### RECORD LIST

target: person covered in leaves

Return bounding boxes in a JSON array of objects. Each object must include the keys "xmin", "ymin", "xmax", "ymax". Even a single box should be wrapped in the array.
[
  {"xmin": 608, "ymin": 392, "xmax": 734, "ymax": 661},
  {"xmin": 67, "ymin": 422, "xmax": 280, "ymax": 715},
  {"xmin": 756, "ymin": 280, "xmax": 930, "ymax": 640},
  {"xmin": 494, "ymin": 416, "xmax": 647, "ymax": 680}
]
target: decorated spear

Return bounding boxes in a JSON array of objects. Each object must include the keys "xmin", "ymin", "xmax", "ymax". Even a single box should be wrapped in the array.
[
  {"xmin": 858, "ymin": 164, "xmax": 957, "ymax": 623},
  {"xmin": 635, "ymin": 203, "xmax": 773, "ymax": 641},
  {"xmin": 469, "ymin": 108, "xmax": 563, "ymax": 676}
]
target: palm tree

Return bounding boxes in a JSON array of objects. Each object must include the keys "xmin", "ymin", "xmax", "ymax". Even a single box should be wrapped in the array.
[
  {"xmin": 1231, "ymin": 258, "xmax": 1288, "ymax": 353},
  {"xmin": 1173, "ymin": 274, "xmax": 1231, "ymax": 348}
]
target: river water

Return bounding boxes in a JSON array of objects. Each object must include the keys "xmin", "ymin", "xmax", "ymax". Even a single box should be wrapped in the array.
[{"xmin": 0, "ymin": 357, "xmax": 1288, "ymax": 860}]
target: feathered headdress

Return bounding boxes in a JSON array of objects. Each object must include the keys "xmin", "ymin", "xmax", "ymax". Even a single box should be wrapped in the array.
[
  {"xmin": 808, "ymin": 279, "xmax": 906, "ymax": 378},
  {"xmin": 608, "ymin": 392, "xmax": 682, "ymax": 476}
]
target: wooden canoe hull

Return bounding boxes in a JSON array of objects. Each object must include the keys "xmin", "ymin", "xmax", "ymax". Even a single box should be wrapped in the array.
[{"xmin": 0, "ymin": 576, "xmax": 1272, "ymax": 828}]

######

#### WHAT IS NEEDED:
Rewrite all the records above, replacing every "target" with "label" and leaving everything else unchanged.

#### TASK RESPONSE:
label: person covered in leaves

Return bounding boxes in a JSON array of objects. Each object must include the keys "xmin", "ymin", "xmax", "ymax". Even a single box should be wrapped in the array.
[
  {"xmin": 608, "ymin": 392, "xmax": 734, "ymax": 661},
  {"xmin": 67, "ymin": 422, "xmax": 280, "ymax": 715},
  {"xmin": 756, "ymin": 280, "xmax": 930, "ymax": 640},
  {"xmin": 494, "ymin": 416, "xmax": 647, "ymax": 680}
]
label: decorated spear

Return bounding boxes in a JSON array of objects. Each object must include the keys "xmin", "ymin", "xmax", "ymax". Even a single box should be wrapped in the array.
[
  {"xmin": 858, "ymin": 164, "xmax": 957, "ymax": 623},
  {"xmin": 635, "ymin": 203, "xmax": 773, "ymax": 641},
  {"xmin": 469, "ymin": 108, "xmax": 563, "ymax": 676}
]
label: palm tree

Return bounding boxes in a JSON array of objects. Each object must include the keys "xmin", "ymin", "xmax", "ymax". Even a single box should be wrapped in the array.
[
  {"xmin": 1231, "ymin": 258, "xmax": 1288, "ymax": 353},
  {"xmin": 1173, "ymin": 274, "xmax": 1231, "ymax": 348}
]
label: river water

Return bounding boxes in a JSON array of objects. Each object must include the keys "xmin", "ymin", "xmax", "ymax". Even a single box should be wrapped in the array.
[{"xmin": 0, "ymin": 357, "xmax": 1288, "ymax": 860}]
label: feathered headdress

Return bounding boxes in a JSON array of objects. Each object must include the keys "xmin", "ymin", "xmax", "ymax". Even a single box should be wrapped in the array.
[
  {"xmin": 808, "ymin": 279, "xmax": 906, "ymax": 378},
  {"xmin": 608, "ymin": 392, "xmax": 682, "ymax": 476}
]
label: wooden canoe hull

Return bounding boxes in a JSON array of objects. Each object must include the keys "xmin", "ymin", "xmax", "ymax". Even a single box should be wrapped in the array.
[{"xmin": 0, "ymin": 576, "xmax": 1272, "ymax": 828}]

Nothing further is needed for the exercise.